- Exercise inputs
-- -- --

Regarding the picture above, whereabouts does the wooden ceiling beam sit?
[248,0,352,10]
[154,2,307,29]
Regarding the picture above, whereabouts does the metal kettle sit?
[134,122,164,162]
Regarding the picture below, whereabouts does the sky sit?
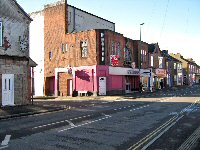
[17,0,200,65]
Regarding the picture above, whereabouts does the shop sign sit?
[110,55,118,66]
[0,22,3,46]
[127,70,140,75]
[156,69,166,77]
[100,32,106,65]
[131,62,135,69]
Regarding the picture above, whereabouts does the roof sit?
[28,57,37,67]
[12,0,33,21]
[67,4,115,25]
[148,43,156,53]
[161,50,181,62]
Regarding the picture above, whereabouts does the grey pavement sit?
[0,87,194,120]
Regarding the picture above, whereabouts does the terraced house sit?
[0,0,36,106]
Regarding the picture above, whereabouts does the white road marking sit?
[58,115,112,132]
[66,120,76,127]
[142,115,184,150]
[1,135,11,146]
[0,145,8,149]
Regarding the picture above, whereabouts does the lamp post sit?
[139,23,144,70]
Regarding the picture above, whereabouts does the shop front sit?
[140,68,154,92]
[109,67,140,94]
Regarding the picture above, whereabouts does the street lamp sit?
[139,23,144,69]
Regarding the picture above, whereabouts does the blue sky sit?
[17,0,200,65]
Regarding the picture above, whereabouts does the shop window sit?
[174,63,176,69]
[117,42,120,57]
[81,40,88,57]
[124,47,132,65]
[61,44,65,54]
[111,41,115,55]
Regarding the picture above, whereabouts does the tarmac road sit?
[0,86,200,150]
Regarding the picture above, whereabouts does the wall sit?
[44,3,66,77]
[0,56,31,105]
[133,40,150,69]
[67,5,115,33]
[30,11,44,96]
[0,17,29,57]
[0,0,31,105]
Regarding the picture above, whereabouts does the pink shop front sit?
[73,65,140,95]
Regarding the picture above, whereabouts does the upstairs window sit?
[81,40,88,58]
[0,21,3,46]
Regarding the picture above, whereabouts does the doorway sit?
[2,74,14,106]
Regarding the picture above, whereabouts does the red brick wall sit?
[97,30,125,67]
[44,3,67,77]
[64,30,97,67]
[133,40,149,69]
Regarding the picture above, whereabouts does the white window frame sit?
[0,21,3,46]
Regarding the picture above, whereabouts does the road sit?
[0,86,200,150]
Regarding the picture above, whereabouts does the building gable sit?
[0,0,32,23]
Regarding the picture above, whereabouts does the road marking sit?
[66,120,76,127]
[0,145,8,149]
[141,115,184,150]
[128,116,178,150]
[1,135,11,148]
[58,115,112,133]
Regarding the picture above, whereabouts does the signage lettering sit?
[127,70,140,75]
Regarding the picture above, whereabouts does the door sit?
[99,77,106,95]
[125,76,131,94]
[67,79,72,96]
[2,74,14,106]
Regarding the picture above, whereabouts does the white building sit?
[30,11,44,96]
[30,0,115,96]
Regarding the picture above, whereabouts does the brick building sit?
[162,50,183,87]
[0,0,36,106]
[148,43,167,89]
[170,53,197,85]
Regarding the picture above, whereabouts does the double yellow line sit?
[128,115,179,150]
[178,127,200,150]
[128,100,200,150]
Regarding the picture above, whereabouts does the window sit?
[117,42,120,57]
[61,44,65,54]
[49,52,53,60]
[0,21,3,46]
[124,47,132,65]
[166,62,169,71]
[69,12,72,23]
[111,41,115,55]
[81,40,88,57]
[158,57,163,68]
[151,56,153,67]
[174,63,176,69]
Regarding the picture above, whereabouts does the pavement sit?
[0,85,191,120]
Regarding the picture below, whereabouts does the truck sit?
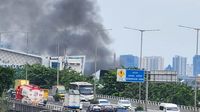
[15,84,44,105]
[51,85,66,100]
[63,89,82,110]
[14,79,29,90]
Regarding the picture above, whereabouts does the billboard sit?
[117,69,145,82]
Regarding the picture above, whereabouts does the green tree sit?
[0,67,14,96]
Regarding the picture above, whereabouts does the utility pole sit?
[179,25,200,112]
[124,27,160,111]
[25,32,29,80]
[94,29,112,100]
[57,40,60,85]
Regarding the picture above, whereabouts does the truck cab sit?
[52,85,66,100]
[159,103,180,112]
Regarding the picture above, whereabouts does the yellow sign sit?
[118,70,125,77]
[117,69,126,82]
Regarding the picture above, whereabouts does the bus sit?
[69,82,94,101]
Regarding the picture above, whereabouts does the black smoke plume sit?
[0,0,112,73]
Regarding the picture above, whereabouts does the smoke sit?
[0,0,112,73]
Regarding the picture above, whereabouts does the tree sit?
[0,67,14,96]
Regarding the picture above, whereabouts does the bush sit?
[53,94,61,101]
[90,100,98,104]
[135,106,144,111]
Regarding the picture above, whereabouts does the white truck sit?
[63,89,82,110]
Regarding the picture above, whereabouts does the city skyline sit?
[98,0,200,66]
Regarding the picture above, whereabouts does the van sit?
[159,103,180,112]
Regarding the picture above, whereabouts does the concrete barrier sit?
[97,95,200,112]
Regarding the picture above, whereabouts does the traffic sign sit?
[117,69,144,82]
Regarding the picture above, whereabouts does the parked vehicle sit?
[97,99,110,106]
[15,85,44,105]
[101,105,115,112]
[51,85,66,100]
[69,82,94,101]
[86,105,102,112]
[115,107,128,112]
[14,79,29,90]
[159,103,180,112]
[117,100,132,109]
[63,90,82,110]
[7,88,16,99]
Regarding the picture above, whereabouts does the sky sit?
[97,0,200,66]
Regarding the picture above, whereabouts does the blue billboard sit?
[117,69,145,82]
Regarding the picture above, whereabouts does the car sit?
[117,100,132,109]
[115,107,129,112]
[101,105,115,112]
[86,105,102,112]
[159,103,180,112]
[97,99,110,106]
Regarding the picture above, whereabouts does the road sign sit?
[117,69,144,82]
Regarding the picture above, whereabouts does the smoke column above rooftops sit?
[0,0,112,73]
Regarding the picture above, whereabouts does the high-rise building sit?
[193,55,200,76]
[172,55,187,77]
[186,64,193,76]
[142,56,164,70]
[49,55,85,75]
[120,55,139,68]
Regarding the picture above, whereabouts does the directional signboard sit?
[117,69,144,82]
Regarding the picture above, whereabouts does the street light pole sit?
[57,40,60,85]
[26,32,28,80]
[179,25,200,111]
[94,29,112,100]
[124,27,160,111]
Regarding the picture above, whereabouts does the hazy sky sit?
[98,0,200,65]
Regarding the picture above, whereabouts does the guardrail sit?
[0,100,64,112]
[97,94,200,112]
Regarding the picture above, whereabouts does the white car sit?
[97,99,110,106]
[159,103,180,112]
[117,100,132,109]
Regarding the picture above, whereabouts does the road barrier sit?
[97,94,200,112]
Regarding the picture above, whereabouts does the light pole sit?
[94,29,112,100]
[124,27,160,111]
[57,40,60,85]
[25,32,29,80]
[179,25,200,111]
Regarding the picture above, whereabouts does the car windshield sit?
[119,100,130,104]
[80,86,93,95]
[167,107,178,111]
[99,100,109,103]
[116,108,128,112]
[58,90,66,94]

-- -- --

- Given request
Repeat all of the records verbatim, leaving out the pictures.

- Problem solution
Regarding the picture above, whereabouts does the wooden ceiling beam sit?
[248,0,352,10]
[154,2,307,29]
Regarding the picture above, whereabouts does the metal kettle sit?
[134,122,164,162]
Regarding the picture below, whereabouts does the sky sit?
[17,0,200,65]
Regarding the picture above, whereabouts does the shop sign sit?
[110,55,118,66]
[0,22,3,46]
[127,70,140,75]
[156,69,166,77]
[100,32,106,65]
[131,62,135,69]
Regarding the picture above, whereabouts does the roof sit?
[28,57,37,67]
[12,0,33,21]
[67,4,115,25]
[148,43,156,53]
[161,50,181,62]
Regarding the picture above, whereabouts does the grey pavement sit?
[0,87,194,120]
Regarding the picture above, whereabouts does the terraced house sit?
[0,0,36,106]
Regarding the picture above, whereabouts does the white road marking sit?
[58,115,112,132]
[66,120,76,127]
[142,115,184,150]
[1,135,11,146]
[0,145,8,149]
Regarding the picture above, whereabouts does the lamp post sit?
[139,23,144,70]
Regarding the picture above, whereabouts does the shop front sit?
[140,68,154,92]
[109,67,140,94]
Regarding the picture above, whereabouts does the street lamp sit?
[139,23,144,69]
Regarding the picture above, whereabouts does the blue sky sit?
[17,0,200,65]
Regarding the picture above, whereabouts does the shop window sit?
[174,63,176,69]
[117,42,120,57]
[81,40,88,57]
[124,47,132,65]
[61,44,65,54]
[111,41,115,55]
Regarding the picture above, whereabouts does the tarmac road sit?
[0,86,200,150]
Regarding the picture above, whereabouts does the wall sit?
[44,3,66,77]
[0,56,31,105]
[133,40,150,69]
[67,5,115,33]
[30,11,44,96]
[0,17,29,57]
[0,0,31,105]
Regarding the picture above, whereabouts does the pink shop front sit?
[73,65,140,95]
Regarding the picture above, whereabouts does the upstairs window sit?
[81,40,88,58]
[0,21,3,46]
Regarding the picture above, whereabouts does the doorway sit?
[2,74,14,106]
Regarding the picture above, whereabouts does the red brick wall sit?
[97,30,125,67]
[44,3,67,77]
[64,30,97,67]
[133,40,149,69]
Regarding the picture above, whereabouts does the white window frame sit?
[0,21,3,46]
Regarding the picture above, whereabouts does the road sit?
[0,86,200,150]
Regarding the picture above, whereabouts does the building gable sit?
[0,0,32,23]
Regarding the picture above, whereabouts does the road marking sit?
[66,120,76,127]
[0,145,8,149]
[141,115,184,150]
[128,116,178,150]
[1,135,11,148]
[58,115,112,133]
Regarding the picture above, whereabouts does the signage lettering sit?
[127,70,140,75]
Regarding the picture above, whereabouts does the door sit?
[99,77,106,95]
[125,76,131,94]
[67,79,72,96]
[2,74,14,106]
Regarding the picture above, whereabouts does the white building sit?
[30,11,44,96]
[30,0,115,96]
Regarding the picture above, whereabouts does the brick building sit?
[162,50,183,87]
[0,0,36,106]
[148,43,167,89]
[170,53,197,85]
Regarding the picture above, whereabouts does the double yellow line sit?
[128,115,179,150]
[178,127,200,150]
[128,100,200,150]
Regarding the picture above, whereabouts does the window sit?
[117,42,120,57]
[61,44,65,54]
[49,52,53,60]
[0,21,3,46]
[124,47,132,65]
[166,62,169,71]
[69,12,72,23]
[111,41,115,55]
[81,40,88,57]
[158,57,163,68]
[151,56,153,67]
[174,63,176,69]
Regarding the picture above, whereabouts does the pavement sit?
[0,85,191,120]
Regarding the picture below, whereabouts does the truck sit?
[15,84,44,105]
[51,85,66,100]
[63,89,82,110]
[14,79,29,90]
Regarding the picture above, whereabouts does the billboard sit?
[117,69,145,82]
Regarding the picture above, whereabouts does the green tree sit?
[0,67,14,96]
Regarding the picture above, whereabouts does the utility pole sit?
[179,25,200,112]
[124,27,160,111]
[25,32,29,80]
[94,29,112,100]
[57,40,60,85]
Regarding the picture above, whereabouts does the truck cab sit?
[52,85,66,100]
[159,103,180,112]
Regarding the picture above, whereabouts does the yellow sign sit?
[118,70,125,77]
[117,69,126,82]
Regarding the picture above, whereabouts does the bus sit?
[69,82,94,101]
Regarding the picture above, whereabouts does the black smoke plume sit?
[0,0,112,73]
Regarding the picture above, whereabouts does the smoke sit?
[0,0,112,73]
Regarding the picture above, whereabouts does the tree sit?
[0,67,14,96]
Regarding the picture above, whereabouts does the bush sit?
[53,94,61,101]
[90,100,98,104]
[135,106,144,111]
Regarding the picture above, whereabouts does the white truck sit?
[63,89,82,110]
Regarding the picture above, whereabouts does the city skyline sit?
[98,0,200,66]
Regarding the picture above, whereabouts does the van sit?
[159,103,180,112]
Regarding the picture above, whereabouts does the concrete barrier sit?
[97,95,200,112]
Regarding the picture above, whereabouts does the traffic sign sit?
[117,69,144,82]
Regarding the picture above, whereabouts does the parked vehicle sit?
[97,99,110,106]
[15,85,44,105]
[101,105,115,112]
[51,85,66,100]
[69,82,94,101]
[86,105,102,112]
[115,107,128,112]
[14,79,29,90]
[159,103,180,112]
[117,100,132,109]
[63,90,82,110]
[7,88,16,99]
Regarding the picture above, whereabouts does the sky sit?
[97,0,200,66]
Regarding the picture above, whereabouts does the blue billboard sit?
[117,69,145,82]
Regarding the picture above, whereabouts does the car sit?
[117,100,132,109]
[115,107,129,112]
[101,105,115,112]
[86,105,102,112]
[159,103,180,112]
[97,99,110,106]
Regarding the picture above, whereabouts does the road sign sit?
[117,69,144,82]
Regarding the picture above, whereabouts does the smoke column above rooftops sit?
[0,0,112,73]
Regarding the picture above, whereabouts does the high-rise building sit?
[193,55,200,76]
[172,55,187,77]
[186,64,193,76]
[142,56,164,70]
[49,55,85,75]
[120,55,139,68]
Regarding the picture above, whereabouts does the directional signboard sit?
[117,69,144,82]
Regarding the picture above, whereabouts does the street light pole sit?
[57,40,60,85]
[26,32,28,80]
[179,25,200,111]
[94,29,112,100]
[124,27,160,111]
Regarding the picture above, whereabouts does the hazy sky sit?
[98,0,200,65]
Regarding the picture above, whereabouts does the guardrail sit?
[0,100,64,112]
[97,94,200,112]
Regarding the picture above, whereabouts does the white car sit?
[97,99,110,106]
[159,103,180,112]
[117,100,132,109]
Regarding the picture above, whereabouts does the road barrier sit?
[97,94,200,112]
Regarding the picture above, whereabouts does the light pole sit?
[94,29,112,100]
[124,27,160,111]
[57,40,60,85]
[25,32,29,80]
[179,25,200,111]
Regarding the picture above, whereabouts does the car windshield sit?
[119,100,130,104]
[80,86,93,95]
[167,107,178,111]
[99,100,109,103]
[116,108,128,112]
[58,90,66,94]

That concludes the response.